(Collection entries)

+ + +

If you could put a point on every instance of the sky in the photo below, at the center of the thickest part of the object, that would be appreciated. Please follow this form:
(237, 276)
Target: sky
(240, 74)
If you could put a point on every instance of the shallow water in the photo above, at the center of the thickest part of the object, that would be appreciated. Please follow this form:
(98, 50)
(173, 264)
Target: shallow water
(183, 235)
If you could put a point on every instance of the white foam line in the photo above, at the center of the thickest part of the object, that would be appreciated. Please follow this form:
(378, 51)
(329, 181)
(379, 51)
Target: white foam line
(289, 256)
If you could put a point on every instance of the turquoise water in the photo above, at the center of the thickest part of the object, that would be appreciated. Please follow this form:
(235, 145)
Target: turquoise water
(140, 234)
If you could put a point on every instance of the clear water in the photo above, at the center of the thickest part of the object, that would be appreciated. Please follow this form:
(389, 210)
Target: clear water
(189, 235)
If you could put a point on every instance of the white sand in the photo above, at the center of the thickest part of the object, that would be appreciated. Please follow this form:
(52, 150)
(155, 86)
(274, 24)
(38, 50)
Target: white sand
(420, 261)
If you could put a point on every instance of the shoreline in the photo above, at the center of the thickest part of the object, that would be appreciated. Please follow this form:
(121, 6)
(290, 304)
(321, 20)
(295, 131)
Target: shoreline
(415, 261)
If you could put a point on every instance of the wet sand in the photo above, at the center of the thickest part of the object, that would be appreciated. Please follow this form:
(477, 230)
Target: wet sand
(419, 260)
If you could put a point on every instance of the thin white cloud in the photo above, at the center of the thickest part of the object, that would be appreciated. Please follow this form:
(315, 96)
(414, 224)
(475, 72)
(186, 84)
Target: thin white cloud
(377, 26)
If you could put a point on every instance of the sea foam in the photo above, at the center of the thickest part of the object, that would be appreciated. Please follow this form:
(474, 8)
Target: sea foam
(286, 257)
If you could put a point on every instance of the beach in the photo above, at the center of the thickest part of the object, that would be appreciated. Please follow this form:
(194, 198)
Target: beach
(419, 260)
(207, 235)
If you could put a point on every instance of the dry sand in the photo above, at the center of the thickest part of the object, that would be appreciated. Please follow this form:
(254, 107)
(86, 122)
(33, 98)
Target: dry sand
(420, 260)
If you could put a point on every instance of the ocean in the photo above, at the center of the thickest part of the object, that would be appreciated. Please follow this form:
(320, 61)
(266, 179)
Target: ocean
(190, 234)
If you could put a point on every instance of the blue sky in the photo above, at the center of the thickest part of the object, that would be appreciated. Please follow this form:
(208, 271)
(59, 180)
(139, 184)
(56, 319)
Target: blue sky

+ + +

Work instructions:
A full, exact copy of the entries is the required answer.

Answer section:
If you could put a point on every instance of the sky in the photo below, at the center of the thickest part of the object, that would be appreciated. Please follow this form:
(237, 276)
Target: sky
(240, 74)
If you could put a point on every instance of the shallow water in the photo above, at the center of the thickest part of the object, that would be appreciated. Please follow this form:
(98, 50)
(173, 264)
Target: shallow water
(183, 235)
If you could put a point on every instance of the white foam line in the photo above, at the center of the thickest part of the object, that would be appreciated. Please follow this form:
(378, 51)
(329, 181)
(379, 51)
Target: white foam line
(289, 256)
If you could put a point on every instance of the turquoise water in the photo above, at the center of the thickest part of the object, that would be appreciated. Please follow this form:
(235, 145)
Target: turquoise water
(140, 234)
If you could put a point on every instance of the clear water in the photo above, at the center of the thickest part of the object, that would be appreciated. Please follow this form:
(389, 210)
Target: clear water
(189, 235)
If you could put a point on every instance of the white sand in the photo above, at the center of the thickest part of the object, that would be appreciated. Please follow this form:
(52, 150)
(155, 86)
(274, 24)
(38, 50)
Target: white sand
(420, 261)
If you could put a point on every instance of the shoreline in the photo above, at the center of the thickest part of the object, that would be appreciated. Please follow this form:
(121, 6)
(290, 304)
(321, 20)
(295, 131)
Target: shoreline
(415, 261)
If you could put a point on every instance of the wet sand in the photo above, at the center of the thickest part of the object, that would be appreciated. Please follow this form:
(477, 230)
Target: wet sand
(419, 260)
If you could put a point on every instance of the thin white cloud in the photo above, at the center of the thickest part of the object, that would be appreciated. Please follow this form:
(315, 96)
(414, 224)
(475, 72)
(186, 84)
Target: thin white cloud
(377, 26)
If you could put a point on every instance of the sea foam in the photo above, at the center of the thickest part of the object, that would be appreciated. Please follow this form:
(474, 8)
Target: sea foam
(286, 257)
If you could put a point on every instance of the beach in the photo above, at the center of the thickest part of the object, that would be appreciated. Please follow this form:
(194, 198)
Target: beach
(419, 260)
(207, 235)
If you could put a point on every instance of the dry sand in the photo above, at the center of the thickest part of the object, that would be appreciated. Please follow this form:
(254, 107)
(86, 122)
(33, 98)
Target: dry sand
(420, 260)
If you could put a point on every instance of the ocean in the photo above, at the center of the thickest part of the object, that would be appreciated. Please follow this form:
(320, 61)
(266, 179)
Target: ocean
(190, 234)
If you could put a point on every instance of the blue sky in the photo above, at the center of the thickest part of the object, that would be appreciated. Please follow this form:
(208, 271)
(59, 180)
(139, 184)
(56, 319)
Target: blue sky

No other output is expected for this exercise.